### Data listing

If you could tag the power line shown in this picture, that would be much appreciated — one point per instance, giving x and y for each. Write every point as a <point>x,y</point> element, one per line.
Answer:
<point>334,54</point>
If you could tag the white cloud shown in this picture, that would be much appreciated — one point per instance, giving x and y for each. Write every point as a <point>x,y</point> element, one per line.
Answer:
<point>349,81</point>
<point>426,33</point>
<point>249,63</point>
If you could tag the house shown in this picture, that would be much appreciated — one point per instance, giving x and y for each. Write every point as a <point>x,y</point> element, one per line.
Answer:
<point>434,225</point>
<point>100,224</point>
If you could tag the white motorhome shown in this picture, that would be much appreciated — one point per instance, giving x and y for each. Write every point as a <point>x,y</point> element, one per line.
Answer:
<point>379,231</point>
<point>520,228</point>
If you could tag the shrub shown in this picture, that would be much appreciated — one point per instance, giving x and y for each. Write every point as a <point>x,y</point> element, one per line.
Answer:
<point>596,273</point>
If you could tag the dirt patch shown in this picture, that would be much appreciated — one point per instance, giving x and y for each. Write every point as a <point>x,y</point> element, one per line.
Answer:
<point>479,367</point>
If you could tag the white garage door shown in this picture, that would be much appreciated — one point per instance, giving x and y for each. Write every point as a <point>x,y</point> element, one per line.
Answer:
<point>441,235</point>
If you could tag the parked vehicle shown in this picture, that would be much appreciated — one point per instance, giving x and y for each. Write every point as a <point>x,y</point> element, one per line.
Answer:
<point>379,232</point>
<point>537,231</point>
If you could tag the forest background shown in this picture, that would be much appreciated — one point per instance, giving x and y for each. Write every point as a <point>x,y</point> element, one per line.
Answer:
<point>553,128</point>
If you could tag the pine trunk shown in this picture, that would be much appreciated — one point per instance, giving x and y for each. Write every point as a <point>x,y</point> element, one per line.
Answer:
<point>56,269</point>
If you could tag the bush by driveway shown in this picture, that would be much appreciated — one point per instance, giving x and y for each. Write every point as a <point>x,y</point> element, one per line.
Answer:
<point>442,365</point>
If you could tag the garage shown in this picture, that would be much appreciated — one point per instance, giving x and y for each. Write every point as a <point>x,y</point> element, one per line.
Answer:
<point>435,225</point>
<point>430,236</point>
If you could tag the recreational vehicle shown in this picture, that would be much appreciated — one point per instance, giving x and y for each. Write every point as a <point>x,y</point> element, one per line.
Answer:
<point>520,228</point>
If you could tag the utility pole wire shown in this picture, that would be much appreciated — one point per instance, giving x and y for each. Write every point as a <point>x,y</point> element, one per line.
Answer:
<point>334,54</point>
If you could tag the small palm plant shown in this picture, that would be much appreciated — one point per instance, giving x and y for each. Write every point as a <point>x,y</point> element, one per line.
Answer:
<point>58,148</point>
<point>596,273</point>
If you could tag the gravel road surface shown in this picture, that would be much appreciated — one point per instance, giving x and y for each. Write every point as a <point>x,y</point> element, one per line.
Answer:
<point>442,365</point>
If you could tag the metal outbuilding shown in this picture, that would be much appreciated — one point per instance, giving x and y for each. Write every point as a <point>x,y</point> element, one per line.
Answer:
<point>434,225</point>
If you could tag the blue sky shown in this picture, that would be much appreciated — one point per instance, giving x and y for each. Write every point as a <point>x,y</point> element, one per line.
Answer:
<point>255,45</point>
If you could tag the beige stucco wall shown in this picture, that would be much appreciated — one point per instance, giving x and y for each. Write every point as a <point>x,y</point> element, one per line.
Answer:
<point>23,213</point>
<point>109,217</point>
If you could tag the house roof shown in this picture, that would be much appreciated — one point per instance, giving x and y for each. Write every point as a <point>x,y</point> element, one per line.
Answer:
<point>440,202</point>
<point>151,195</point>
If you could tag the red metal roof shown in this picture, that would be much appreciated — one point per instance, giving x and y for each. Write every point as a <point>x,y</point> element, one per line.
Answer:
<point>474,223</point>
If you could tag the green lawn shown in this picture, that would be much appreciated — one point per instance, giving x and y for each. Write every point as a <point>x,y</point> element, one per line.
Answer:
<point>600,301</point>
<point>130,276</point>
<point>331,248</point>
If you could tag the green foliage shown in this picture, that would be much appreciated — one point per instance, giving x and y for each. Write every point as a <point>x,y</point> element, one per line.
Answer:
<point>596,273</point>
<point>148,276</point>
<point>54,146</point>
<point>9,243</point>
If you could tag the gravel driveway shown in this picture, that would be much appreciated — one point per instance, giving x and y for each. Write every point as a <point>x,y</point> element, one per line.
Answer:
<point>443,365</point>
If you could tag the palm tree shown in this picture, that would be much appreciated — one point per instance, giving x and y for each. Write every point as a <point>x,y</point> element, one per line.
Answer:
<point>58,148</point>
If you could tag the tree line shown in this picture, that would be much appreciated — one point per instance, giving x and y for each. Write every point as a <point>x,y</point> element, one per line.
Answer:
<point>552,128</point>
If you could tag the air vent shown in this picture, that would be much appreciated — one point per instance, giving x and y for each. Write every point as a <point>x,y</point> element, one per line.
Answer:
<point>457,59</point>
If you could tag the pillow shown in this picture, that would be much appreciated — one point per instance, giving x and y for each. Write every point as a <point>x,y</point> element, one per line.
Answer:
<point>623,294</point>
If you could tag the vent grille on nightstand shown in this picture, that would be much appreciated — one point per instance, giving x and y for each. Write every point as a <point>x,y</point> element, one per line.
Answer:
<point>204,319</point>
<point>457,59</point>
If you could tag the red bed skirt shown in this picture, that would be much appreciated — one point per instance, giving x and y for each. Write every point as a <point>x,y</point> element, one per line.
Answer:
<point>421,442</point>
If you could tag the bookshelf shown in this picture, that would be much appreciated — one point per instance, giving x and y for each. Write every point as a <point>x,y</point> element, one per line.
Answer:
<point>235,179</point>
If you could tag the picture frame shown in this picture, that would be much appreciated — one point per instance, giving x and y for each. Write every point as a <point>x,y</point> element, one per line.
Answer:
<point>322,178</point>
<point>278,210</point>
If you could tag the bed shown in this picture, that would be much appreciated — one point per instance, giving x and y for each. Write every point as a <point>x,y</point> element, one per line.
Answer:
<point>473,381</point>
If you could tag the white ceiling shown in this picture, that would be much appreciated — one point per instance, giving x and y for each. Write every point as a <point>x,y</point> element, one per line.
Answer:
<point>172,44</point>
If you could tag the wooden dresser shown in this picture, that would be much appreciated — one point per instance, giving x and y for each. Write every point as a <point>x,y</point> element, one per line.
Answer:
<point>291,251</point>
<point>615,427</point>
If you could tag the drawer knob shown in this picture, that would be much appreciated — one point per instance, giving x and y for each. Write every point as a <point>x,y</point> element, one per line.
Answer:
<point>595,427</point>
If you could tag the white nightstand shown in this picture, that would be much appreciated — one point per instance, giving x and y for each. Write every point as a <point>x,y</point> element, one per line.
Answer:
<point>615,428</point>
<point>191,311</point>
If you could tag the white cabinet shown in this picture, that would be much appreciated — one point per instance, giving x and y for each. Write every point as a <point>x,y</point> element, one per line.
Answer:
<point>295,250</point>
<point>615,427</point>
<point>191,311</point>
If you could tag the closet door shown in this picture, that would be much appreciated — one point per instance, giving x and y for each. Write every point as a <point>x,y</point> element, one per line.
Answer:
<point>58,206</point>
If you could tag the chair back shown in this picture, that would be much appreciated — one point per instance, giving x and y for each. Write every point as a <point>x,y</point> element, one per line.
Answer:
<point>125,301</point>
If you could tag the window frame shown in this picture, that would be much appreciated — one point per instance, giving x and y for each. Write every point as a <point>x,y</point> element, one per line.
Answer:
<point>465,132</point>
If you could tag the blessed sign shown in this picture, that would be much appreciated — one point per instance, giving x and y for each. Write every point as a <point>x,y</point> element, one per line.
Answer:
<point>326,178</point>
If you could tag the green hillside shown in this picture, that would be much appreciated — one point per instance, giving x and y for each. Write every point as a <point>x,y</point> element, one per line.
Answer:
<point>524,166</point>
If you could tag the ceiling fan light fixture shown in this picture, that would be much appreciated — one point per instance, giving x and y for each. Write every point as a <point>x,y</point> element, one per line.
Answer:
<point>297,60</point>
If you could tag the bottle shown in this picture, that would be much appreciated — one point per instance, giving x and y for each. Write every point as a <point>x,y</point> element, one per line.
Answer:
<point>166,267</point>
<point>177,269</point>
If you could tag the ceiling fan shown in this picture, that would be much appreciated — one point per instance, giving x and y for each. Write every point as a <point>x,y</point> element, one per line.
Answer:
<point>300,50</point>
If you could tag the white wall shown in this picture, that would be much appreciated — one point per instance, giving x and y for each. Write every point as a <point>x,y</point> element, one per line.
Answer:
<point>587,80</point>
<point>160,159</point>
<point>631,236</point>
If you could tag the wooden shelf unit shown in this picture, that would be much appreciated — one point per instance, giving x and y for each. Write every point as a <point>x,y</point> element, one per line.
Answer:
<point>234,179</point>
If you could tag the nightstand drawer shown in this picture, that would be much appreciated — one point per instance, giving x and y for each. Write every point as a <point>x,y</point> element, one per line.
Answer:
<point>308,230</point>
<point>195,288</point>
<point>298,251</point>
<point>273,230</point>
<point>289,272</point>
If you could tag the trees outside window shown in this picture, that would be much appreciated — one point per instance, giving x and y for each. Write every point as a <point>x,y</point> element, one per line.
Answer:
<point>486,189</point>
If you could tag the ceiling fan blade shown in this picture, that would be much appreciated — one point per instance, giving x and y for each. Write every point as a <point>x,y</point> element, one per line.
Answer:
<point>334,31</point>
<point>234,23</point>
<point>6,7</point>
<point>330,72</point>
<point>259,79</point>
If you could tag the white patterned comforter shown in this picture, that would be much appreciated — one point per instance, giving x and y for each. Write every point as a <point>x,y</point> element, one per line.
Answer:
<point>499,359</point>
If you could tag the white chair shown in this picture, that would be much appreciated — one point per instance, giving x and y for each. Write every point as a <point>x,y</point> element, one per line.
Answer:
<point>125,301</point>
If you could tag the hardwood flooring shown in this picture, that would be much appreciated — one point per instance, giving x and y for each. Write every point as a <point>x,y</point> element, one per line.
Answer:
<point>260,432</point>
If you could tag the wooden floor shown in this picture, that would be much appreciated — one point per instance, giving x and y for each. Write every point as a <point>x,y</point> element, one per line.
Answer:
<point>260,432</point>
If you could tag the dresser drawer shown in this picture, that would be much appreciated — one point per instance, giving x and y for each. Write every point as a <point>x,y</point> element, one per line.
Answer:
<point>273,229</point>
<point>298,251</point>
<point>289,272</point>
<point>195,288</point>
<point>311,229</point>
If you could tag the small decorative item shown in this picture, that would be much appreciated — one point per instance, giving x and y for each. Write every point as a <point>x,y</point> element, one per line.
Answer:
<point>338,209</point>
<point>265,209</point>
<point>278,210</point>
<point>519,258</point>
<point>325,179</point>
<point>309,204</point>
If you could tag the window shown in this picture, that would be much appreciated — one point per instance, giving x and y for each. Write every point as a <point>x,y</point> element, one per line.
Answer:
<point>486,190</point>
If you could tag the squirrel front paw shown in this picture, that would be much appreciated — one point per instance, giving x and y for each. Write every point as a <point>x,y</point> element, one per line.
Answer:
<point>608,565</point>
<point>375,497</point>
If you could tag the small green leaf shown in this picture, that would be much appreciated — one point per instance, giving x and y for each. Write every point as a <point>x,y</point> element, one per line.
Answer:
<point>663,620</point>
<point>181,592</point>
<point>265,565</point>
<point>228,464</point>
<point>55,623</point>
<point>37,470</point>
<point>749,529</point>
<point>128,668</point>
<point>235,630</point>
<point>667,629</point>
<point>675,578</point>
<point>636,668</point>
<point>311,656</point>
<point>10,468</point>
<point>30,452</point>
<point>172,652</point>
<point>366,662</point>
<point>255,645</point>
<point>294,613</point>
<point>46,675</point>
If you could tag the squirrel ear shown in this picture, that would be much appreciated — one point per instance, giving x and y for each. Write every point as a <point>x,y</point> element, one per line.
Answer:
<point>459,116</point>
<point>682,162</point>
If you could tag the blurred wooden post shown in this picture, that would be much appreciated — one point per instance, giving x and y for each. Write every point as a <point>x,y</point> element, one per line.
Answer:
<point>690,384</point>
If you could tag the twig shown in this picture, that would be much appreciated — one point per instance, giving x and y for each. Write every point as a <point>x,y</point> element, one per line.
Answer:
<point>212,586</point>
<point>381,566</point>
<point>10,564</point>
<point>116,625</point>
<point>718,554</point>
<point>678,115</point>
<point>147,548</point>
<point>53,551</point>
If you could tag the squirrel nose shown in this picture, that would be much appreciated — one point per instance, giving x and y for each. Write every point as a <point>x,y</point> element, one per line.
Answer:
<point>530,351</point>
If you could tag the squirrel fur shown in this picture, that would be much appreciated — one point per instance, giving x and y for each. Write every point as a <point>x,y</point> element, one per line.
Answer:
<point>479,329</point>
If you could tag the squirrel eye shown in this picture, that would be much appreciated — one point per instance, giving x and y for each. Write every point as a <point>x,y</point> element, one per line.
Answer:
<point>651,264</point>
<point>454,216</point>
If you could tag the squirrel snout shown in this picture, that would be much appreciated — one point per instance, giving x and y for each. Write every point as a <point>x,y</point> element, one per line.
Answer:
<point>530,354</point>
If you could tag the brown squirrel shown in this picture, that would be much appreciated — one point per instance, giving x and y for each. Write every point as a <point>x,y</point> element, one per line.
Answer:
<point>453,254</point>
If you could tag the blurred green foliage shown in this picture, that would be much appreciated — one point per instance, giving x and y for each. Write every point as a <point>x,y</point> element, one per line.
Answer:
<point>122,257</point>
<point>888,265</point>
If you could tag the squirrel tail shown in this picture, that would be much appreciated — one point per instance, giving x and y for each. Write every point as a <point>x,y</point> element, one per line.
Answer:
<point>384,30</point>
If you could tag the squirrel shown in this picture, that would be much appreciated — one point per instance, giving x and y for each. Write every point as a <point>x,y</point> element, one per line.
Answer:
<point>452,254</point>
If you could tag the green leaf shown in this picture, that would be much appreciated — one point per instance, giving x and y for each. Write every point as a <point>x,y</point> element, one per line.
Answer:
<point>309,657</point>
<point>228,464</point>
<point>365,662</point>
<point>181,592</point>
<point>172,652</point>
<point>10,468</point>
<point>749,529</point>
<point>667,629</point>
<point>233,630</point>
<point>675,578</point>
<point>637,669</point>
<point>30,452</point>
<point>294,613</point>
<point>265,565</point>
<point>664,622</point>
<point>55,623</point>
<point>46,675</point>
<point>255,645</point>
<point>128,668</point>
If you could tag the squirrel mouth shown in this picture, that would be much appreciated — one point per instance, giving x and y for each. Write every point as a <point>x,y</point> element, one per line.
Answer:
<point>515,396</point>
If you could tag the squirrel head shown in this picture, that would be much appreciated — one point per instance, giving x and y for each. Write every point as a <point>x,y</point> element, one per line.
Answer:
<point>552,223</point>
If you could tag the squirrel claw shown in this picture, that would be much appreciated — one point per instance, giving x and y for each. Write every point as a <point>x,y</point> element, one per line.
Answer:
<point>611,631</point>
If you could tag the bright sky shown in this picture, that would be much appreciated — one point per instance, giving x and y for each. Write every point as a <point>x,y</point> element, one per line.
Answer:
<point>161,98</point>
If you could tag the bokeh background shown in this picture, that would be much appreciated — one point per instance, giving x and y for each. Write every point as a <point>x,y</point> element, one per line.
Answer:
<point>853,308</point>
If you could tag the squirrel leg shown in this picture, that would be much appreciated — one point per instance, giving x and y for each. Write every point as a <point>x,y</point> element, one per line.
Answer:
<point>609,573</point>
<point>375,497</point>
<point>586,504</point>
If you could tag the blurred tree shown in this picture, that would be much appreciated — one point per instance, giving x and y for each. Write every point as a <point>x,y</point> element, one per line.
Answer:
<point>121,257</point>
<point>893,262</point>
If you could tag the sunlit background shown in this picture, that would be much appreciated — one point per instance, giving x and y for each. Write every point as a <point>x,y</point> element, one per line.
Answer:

######

_Task requirements_
Copy the data from the line with "If you could tag the closet" to the line with "<point>58,206</point>" word for word, including both of those lines.

_Output for this task_
If you could tag the closet door shown in this picture, that would be much appreciated — one point per instance, giving x and y for each. Write every point as a <point>x,y</point> element, one per line.
Answer:
<point>58,206</point>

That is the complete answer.